* [Objective]: Copy out the records below word for word, but leave out the pictures.
>> start Entries provided
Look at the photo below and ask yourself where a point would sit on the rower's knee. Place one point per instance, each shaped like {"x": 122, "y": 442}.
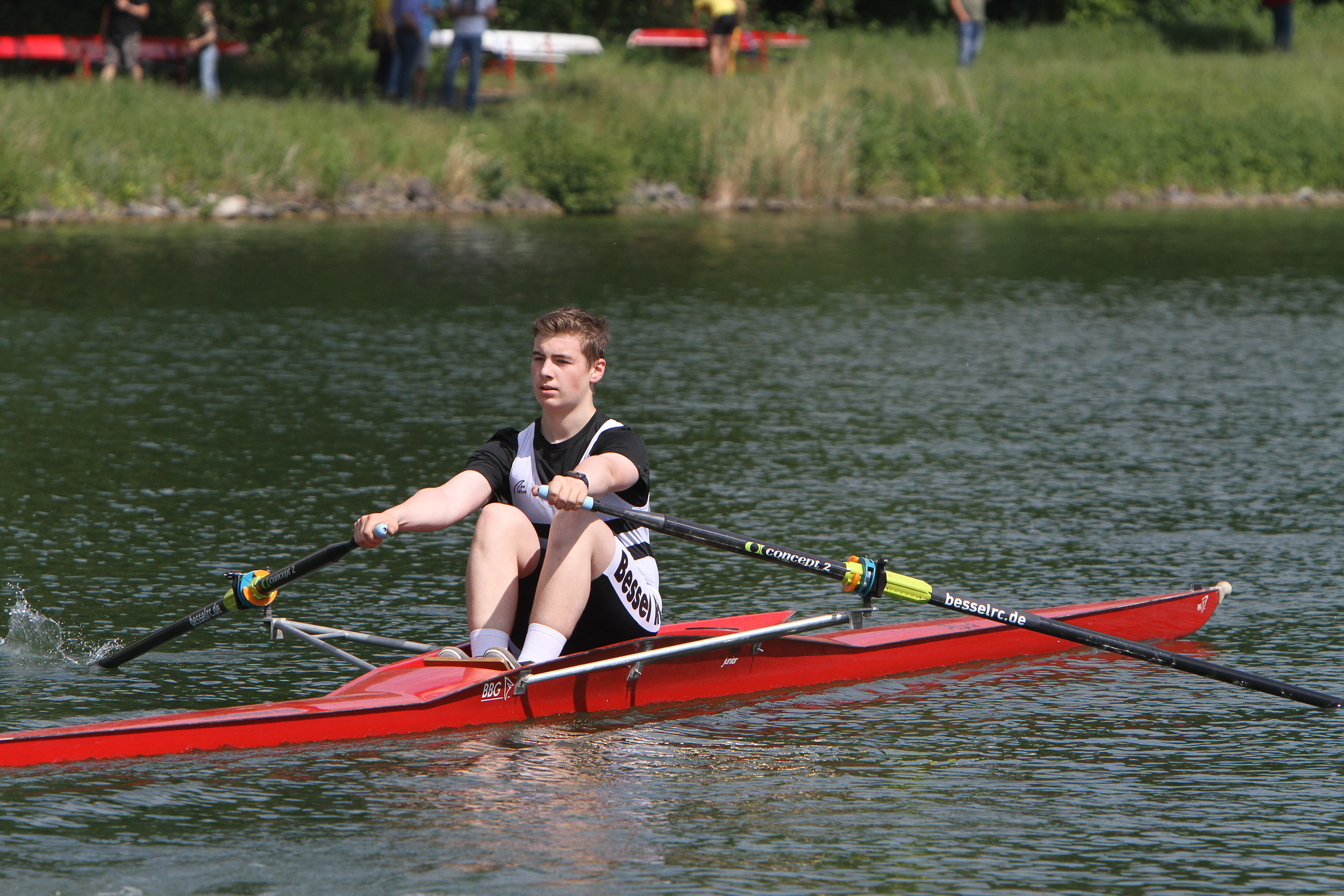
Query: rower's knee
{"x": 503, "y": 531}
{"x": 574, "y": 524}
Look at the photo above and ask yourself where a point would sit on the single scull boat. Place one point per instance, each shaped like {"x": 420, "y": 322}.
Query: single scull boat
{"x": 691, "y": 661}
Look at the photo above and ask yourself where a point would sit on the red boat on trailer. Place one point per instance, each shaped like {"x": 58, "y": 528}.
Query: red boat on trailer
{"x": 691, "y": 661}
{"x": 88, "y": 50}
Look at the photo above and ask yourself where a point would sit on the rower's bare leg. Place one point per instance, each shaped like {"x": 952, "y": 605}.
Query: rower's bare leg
>> end Entries provided
* [Answer to the exercise]:
Look at the photo below and ask yourself where a point would sit on the rower's knee. Place one point per instance, each shaped like {"x": 122, "y": 442}.
Query: rower's knee
{"x": 503, "y": 531}
{"x": 574, "y": 524}
Look at the photo above and ask yourself where a point would sit on the single scull boat. Place one point per instance, each shaped like {"x": 420, "y": 322}.
Query: single scull boat
{"x": 691, "y": 661}
Look at the photo above and ask yourself where a point would sit on the red boat on trailer. Place one point per instance, each shaped like {"x": 58, "y": 528}.
Query: red boat on trailer
{"x": 691, "y": 661}
{"x": 88, "y": 50}
Look at the photo above and ask yourself where a point would sit on the rower's bare leg. Place one point per instance, each shaped like {"x": 952, "y": 605}.
Query: rower's bare leg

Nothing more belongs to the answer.